» **Instruksi Tertulis 1**:
Jawablah pertanyaan berikut berdasarkan kutipan berita tentang pembahasan RAPBD NTB 2024:
(a) Rapat paripurna apa yang mengalami penundaan di DPRD?
(b) Alokasi dana apa yang diminta DPRD NTB untuk dinaikkan pada APBD 2024?
(c) Jabatan apa yang dipegang TGH. Mahalli Fikri?
» **Instruksi Tertulis 2**: Lanjutkan kutipan berita tentang pembahasan RAPBD NTB 2024 mulai dari bagian terakhirnya.

» **Kutipan**:

==*==

Mataram (Suara NTB) – Pembahasan Rancangan APBD 2024 oleh Pemprov NTB dan DPRD NTB berlangsung cukup alot. Hal itu nampak mulai dari rapat paripurna penyerahan KUA-PPAS yang mengalami penundaan di DPRD. Dari informasi yang diserap, salah satu yang membuat pembahasan menjadi alot karena belum disepakatinya alokasi dana pokok-pokok pikiran (Pokir) anggota DPRD.
Berdasarkan informasi yang diserap, DPRD NTB meminta alokasi dana Pokir dinaikkan pada APBD 2024 ini. Pemerintaan itu dilatarbelakangi karena ketepatan dengan tahun politik, yakni pemilu 2024. Selain itu alasannya juga karena Penjabat Gubernur tidak diangkat lewat pemilihan langsung, sehingga dinilai penjabat Gubernur tidak terlalu membutuhkan alokasi dana direktif.
Ketua Komisi III DPRD Provinsi NTB, TGH. Mahalli Fikri yang dikonfirmasi Suara NTB membatah bahwa dinamika yang cukup tinggi di DPRD dalam pembahasan RAPBD 2024 tersebut bukan karena perkara besaran alokasi dana Pokir saja.

==*==

» **Bahan Hasil Ekstraksi**:
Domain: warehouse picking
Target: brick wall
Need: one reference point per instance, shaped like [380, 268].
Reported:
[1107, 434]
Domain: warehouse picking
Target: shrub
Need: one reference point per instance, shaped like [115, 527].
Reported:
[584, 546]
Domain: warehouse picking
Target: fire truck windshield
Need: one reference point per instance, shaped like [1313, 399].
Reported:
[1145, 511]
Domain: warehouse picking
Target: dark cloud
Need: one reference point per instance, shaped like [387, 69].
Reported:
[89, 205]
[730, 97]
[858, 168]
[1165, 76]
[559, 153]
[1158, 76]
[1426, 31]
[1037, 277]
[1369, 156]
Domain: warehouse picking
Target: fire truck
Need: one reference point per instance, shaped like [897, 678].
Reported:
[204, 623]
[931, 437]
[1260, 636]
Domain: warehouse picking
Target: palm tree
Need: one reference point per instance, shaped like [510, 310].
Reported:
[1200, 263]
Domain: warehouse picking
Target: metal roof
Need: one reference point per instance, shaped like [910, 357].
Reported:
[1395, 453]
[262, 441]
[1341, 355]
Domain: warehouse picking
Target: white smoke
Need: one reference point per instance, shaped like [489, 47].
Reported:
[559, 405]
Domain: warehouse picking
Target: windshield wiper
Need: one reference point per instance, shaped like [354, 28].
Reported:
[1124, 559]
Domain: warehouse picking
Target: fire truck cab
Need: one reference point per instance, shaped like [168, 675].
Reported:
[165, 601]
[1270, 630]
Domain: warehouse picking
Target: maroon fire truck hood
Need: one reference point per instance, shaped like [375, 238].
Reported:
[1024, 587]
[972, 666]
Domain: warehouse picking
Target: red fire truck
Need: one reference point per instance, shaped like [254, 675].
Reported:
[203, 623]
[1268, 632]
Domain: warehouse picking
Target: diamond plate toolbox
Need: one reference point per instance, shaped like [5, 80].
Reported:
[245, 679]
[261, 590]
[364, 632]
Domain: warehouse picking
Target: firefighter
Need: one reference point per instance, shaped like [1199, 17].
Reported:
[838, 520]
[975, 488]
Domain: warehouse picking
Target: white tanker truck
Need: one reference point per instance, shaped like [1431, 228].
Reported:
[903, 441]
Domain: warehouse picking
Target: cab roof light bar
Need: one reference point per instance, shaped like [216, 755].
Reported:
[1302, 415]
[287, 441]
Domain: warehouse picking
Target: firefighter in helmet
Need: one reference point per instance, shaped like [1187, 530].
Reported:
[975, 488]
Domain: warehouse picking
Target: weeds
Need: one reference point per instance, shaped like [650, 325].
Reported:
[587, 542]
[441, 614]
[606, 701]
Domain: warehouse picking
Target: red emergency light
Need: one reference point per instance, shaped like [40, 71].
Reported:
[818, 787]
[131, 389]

==*==

» **Hasil Tugas 1**:
(a) Rapat paripurna penyerahan KUA-PPAS.
(b) Alokasi dana pokok-pokok pikiran (Pokir) anggota DPRD.
(c) Ketua Komisi III DPRD Provinsi NTB.

» **Hasil Tugas 2**:
“Saya tidak tahu itu, saya kebetulan tidak pernah ikut hadir rapat dan tidak pernah bicara itu. Saya rasa tidak seperti itu ya. Jadi nggak usah saling mendiskreditkan lah. Saya belum dengar ada kalau ada dinamika, diskusi tentang besaran ini besaran itu,” katanya.
Bagi Mahalli yang paling penting ini adalah bagaimana pembahasan APBD 2024 bisa selesai tepat waktu dan berkualitas. Mengingat sisa waktu hanya sampai 30 November paling telat APBD sudah harus diketok. Karena itu baik eksekutif maupun legislatif harus sama-sama saling memahami, agar bisa tercapai kesepakatan bersama.
“Persoalan sekarang ini kita harus sama maunya, harus menyatukan langkah kita, arah kita bersama dah memahami bersama-sama. Intinya kita saling memperkuat, artinya kami di DPRD ini semangatnya membantu tugas utama PJ Gubernur, dengan kita mengelola bersama anggaran ini,” kata Mahalli.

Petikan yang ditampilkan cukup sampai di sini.